• [Exercise task]: Copy out every line in the rows below that contains the string "blue". Case counts.

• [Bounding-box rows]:
▬▬▬▬▬▬
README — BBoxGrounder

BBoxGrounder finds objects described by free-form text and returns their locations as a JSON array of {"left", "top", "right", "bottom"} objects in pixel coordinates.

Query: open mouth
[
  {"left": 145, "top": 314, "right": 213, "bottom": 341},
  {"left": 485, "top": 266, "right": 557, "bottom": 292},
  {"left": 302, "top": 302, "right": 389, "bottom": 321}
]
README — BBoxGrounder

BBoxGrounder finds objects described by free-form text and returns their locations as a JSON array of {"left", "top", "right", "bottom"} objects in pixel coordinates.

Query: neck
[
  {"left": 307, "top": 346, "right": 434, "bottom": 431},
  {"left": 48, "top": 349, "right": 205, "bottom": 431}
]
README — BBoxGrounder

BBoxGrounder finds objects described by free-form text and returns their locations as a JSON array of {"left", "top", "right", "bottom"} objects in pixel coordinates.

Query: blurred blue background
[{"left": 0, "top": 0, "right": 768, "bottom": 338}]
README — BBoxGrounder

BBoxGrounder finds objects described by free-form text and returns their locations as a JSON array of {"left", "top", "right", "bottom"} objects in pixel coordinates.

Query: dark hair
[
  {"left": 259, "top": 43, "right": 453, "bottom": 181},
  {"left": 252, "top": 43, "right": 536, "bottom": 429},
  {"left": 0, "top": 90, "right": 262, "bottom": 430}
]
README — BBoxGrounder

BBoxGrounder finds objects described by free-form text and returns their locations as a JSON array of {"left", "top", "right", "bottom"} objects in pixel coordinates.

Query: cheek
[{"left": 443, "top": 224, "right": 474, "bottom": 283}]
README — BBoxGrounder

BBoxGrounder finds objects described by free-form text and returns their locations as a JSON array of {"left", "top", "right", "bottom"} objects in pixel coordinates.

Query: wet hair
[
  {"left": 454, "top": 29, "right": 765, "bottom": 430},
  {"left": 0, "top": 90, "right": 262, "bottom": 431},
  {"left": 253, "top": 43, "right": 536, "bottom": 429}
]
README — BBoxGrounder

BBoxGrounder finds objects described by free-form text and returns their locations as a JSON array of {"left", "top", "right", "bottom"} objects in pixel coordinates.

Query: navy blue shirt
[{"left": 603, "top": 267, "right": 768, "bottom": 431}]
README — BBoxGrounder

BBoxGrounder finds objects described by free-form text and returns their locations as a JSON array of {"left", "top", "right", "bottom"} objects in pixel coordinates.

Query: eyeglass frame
▬▬▬▬▬▬
• [Output below]:
Query: blurred blue background
Query: navy blue shirt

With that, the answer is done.